*Text under study*.
# # # # # # #

Thursday, February 27, 2014

Pray for Peace

When a loved one is ill, we are often bombarded by friends who want to help - to just do something.  I have been the friend wanting to make something better because I know I cannot possibly make eveything better. This week, I have had to switch gears and be on the receiving end of so much love.  I don't like it.  It's awkward. I'm independent.

This week, however, I have been forced It's to pause and listen to my own well-intentioned words, "If you don't let people help you, you take away their opportunity to serve."  I have said it to so many friends that I cannot even begin to count them.  I have a few friends I say it to often. This week, one said it back. My own words turned against me!

I want my friends to be involved, to help as much as they are willing and able.  I know me.  If I shut them out, I will crawl into a dark abyss that will make Winter 2014 look warm and fuzzy.  So, I paused and I reflected on my own words, "If you don't let people help, you take away their opportunity to serve."  After all, I will not be single-handedly responsible for destroying someone's ministry! It is not my place to evaluate friendships, time commitments and spiritual gifts.  If someone wants to do something, let them.  But what should people do for others at a time like this?

I now fully understand why people sometimes decline help, decline those offers to do something.  In a time of physical or emotional crisis, we don't even know what we need.  I can make dinner....well, as much as I ever make dinner.  Day-to-day cooking has never really been my thing.  We can do laundry. I wouldn't want anyone sorting through our underbits anyway. You would know who wears boxers and who wears briefs! Going through our routines didn't highlight anything we "need" help with.  Besides, between Mom's colon cancer (she is in remission) and Dad's bile duct cancer, we've been in a state of chaos for four years. I don't even know what normal looks like anymore.

So, what can people do?  Everyone can keep living and take me with them.  Don't avoid me because you don't know what to say.  Don't say anything. Silence is ok.  We have weather to talk about. Just be there.  If we usually go out to dinner on Fridays, let's go to dinner on Fridays. Help me keep some aspect of my life and that of my family normal.  Don't assume I'm too busy to participate, to fulfill my obligations and ministries.  I need those things to stay sane.  In other words, don't take away my ministry while you are ministering to me.  Don't worry if I hermit once in a while, but don't let me disappear. 

Most of all, pray. Pray for all of us.  I've never been one to successfully memorize scripture, but I must have learned the key ones because they pop into my head when needed.  I'm resourceful. I can then locate them in the Bible.  Today, all I wanted was peace.  I teach high school.  There is no peace.  But I longed for a different peace, and there it was, the weekly benediction from my childhood church. "May the peace that passes all understanding be in abide with you this day and forvever more." I have not heard that pastor say those words in 25 years, yet there they were, taken from Paul's letter to the church at Phillipi.

# # # # # # #

*Tasks to carry out*.
[1] Copy everything in the Pray for Peace post from "Thursday, February 27, 2014" down to "awkward. I'm independent.", changing "awkward" to "uncomfortable".
[2] Answer these questions using the Pray for Peace post:
(a) For how many years has the writer's family been in a state of chaos?
(b) What level of school does the writer teach?
(c) How many years has it been since the writer heard the childhood pastor say the benediction?
[3] Continue the Pray for Peace post from its last sentence.
The listing after this point is separate material with no connection to the Pray for Peace post.

Saved entries
# # # # # # #

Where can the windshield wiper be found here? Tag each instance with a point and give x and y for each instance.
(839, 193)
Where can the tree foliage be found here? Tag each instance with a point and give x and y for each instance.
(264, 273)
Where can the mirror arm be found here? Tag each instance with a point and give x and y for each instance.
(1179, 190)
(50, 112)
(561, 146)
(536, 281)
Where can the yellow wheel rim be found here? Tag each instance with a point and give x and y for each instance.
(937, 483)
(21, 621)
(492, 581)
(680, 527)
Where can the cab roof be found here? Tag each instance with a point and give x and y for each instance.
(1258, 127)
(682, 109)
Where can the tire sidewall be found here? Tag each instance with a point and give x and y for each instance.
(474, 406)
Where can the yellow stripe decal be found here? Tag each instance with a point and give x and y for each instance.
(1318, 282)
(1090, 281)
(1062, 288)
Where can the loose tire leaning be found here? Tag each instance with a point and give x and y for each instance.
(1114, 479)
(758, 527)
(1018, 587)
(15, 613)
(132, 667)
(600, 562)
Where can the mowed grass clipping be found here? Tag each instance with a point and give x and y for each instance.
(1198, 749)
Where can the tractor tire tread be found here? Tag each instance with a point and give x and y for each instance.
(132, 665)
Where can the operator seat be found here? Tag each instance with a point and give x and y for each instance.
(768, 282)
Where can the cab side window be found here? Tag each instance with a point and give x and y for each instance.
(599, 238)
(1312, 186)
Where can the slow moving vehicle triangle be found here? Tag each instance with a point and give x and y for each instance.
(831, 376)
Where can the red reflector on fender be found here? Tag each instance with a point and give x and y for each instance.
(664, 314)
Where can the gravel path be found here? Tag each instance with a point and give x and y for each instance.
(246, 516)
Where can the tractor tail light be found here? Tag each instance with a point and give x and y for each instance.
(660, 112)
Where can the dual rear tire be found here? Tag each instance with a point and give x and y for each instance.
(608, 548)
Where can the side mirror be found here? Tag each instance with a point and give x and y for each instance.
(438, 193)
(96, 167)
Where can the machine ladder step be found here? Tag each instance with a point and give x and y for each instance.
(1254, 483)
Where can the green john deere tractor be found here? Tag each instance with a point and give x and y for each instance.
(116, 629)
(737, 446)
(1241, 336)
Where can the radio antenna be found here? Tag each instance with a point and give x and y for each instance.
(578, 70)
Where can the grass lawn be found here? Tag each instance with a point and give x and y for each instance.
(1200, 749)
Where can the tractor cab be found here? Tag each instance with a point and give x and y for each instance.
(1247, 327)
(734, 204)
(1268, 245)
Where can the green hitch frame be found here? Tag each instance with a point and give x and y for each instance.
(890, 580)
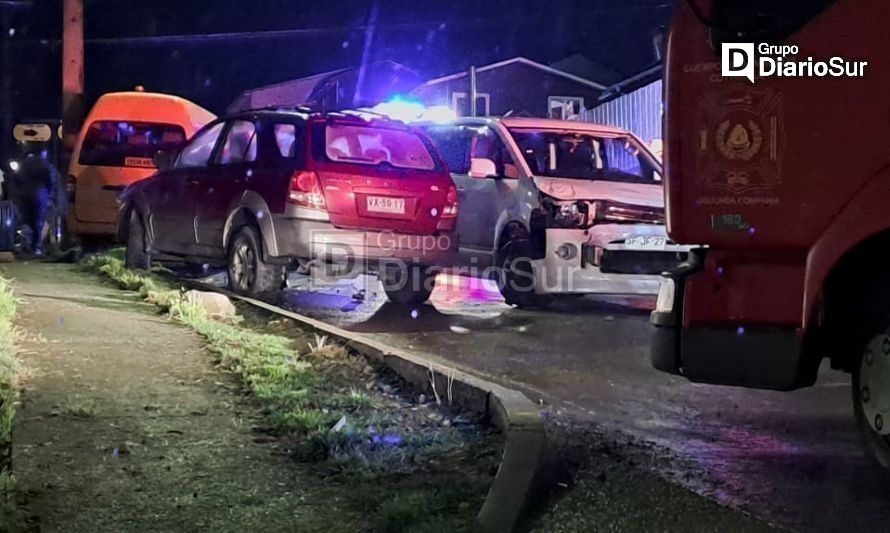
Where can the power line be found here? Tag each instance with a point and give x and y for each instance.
(279, 34)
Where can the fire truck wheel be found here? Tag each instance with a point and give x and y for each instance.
(871, 397)
(136, 256)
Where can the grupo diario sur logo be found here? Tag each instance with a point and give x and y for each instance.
(752, 61)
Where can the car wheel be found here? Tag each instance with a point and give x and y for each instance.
(136, 256)
(871, 397)
(248, 273)
(411, 285)
(516, 279)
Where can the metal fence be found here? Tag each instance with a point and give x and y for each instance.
(639, 111)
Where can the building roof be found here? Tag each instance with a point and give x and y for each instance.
(523, 61)
(641, 79)
(584, 67)
(381, 76)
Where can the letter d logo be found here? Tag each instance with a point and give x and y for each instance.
(738, 60)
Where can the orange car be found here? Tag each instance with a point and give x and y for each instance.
(116, 147)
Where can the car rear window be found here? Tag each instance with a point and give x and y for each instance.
(375, 146)
(117, 143)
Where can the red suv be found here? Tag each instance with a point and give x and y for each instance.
(269, 190)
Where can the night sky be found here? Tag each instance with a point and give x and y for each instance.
(434, 38)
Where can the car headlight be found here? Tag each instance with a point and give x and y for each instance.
(569, 214)
(666, 293)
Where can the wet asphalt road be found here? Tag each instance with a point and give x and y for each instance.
(791, 459)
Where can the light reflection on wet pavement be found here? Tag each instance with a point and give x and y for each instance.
(792, 459)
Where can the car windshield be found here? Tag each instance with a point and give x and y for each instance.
(128, 144)
(368, 145)
(586, 156)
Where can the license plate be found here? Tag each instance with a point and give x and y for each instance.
(380, 204)
(141, 162)
(645, 242)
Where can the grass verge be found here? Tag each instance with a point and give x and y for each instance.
(329, 407)
(9, 391)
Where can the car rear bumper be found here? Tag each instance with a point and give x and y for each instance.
(574, 262)
(312, 239)
(79, 227)
(737, 355)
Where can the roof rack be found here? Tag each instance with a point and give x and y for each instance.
(300, 108)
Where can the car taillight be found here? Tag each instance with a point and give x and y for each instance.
(450, 210)
(71, 188)
(622, 213)
(305, 190)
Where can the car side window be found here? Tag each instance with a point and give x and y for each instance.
(197, 153)
(486, 144)
(453, 143)
(240, 145)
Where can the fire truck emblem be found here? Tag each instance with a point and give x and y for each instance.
(740, 141)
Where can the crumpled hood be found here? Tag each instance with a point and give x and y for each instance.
(627, 193)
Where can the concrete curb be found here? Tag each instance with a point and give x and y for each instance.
(509, 410)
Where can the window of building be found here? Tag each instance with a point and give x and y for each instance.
(460, 102)
(565, 107)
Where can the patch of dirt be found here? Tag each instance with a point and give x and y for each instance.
(126, 426)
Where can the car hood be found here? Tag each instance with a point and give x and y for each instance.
(615, 191)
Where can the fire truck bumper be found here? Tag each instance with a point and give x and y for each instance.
(760, 358)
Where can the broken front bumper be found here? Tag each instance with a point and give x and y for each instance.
(597, 260)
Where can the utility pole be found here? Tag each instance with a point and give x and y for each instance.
(72, 71)
(474, 94)
(6, 87)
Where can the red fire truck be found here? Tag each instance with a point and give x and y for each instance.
(785, 184)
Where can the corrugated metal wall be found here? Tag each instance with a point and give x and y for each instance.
(639, 112)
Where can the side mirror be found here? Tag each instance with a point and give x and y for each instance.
(483, 168)
(163, 160)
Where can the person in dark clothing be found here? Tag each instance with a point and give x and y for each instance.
(33, 192)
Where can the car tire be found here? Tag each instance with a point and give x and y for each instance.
(411, 285)
(516, 279)
(248, 273)
(871, 397)
(136, 257)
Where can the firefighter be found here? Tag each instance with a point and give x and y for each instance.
(33, 194)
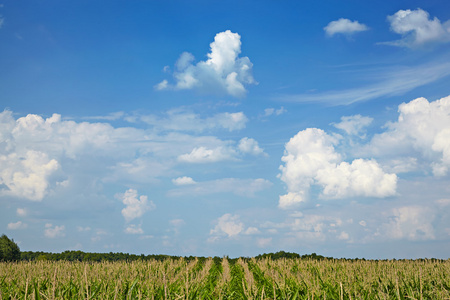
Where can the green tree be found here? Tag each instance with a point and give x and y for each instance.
(8, 249)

# # # # # # #

*Responses by task*.
[1]
Thursday, February 27, 2014

Pray for Peace

When a loved one is ill, we are often bombarded by friends who want to help - to just do something.  I have been the friend wanting to make something better because I know I cannot possibly make eveything better. This week, I have had to switch gears and be on the receiving end of so much love.  I don't like it.  It's uncomfortable. I'm independent.

[2]
(a) Four years.
(b) High school.
(c) 25 years.

[3]
I turned to Phillippians 4:7, and read, "And the peace of God, which transcends all understanding, will guard your hearts and your minds in Christ Jesus." (NIV). That's the peace I crave, a deep-rooted sense of calm that can only come when God is in control. That is what I need right now. Reading the verse before it tells us how to get there. "Do not be anxious about anything, but in evry situation, by prayer and petition, with thanksgiving, present your requests to God." Pray for peace, for God's peace. Pray it for all of us."

I wish we never had experiences like what we are going through right now, but I also wish i had understood them a little bit more when in the past I have asked, "What can I do to help?"  There will come a time for physical needs to be met.  Right now, pray. Pray for peace.

Tuesday, February 25, 2014

We all will be cured

As I sit here with a stomach bug and the chills, I realize that I will get better, yet so many others won't.  At least they won't here on this earth.  It is heartening to know that all of our worldly ills are just that - of the earth.  They will not follow us to heaven.  I do not profess to be able to explain what heaven will be like, but I will go out on a limb and say that it won't involve nausea, fever, cancer, or any of the other ailments we suffer that range from nuisance to deadly.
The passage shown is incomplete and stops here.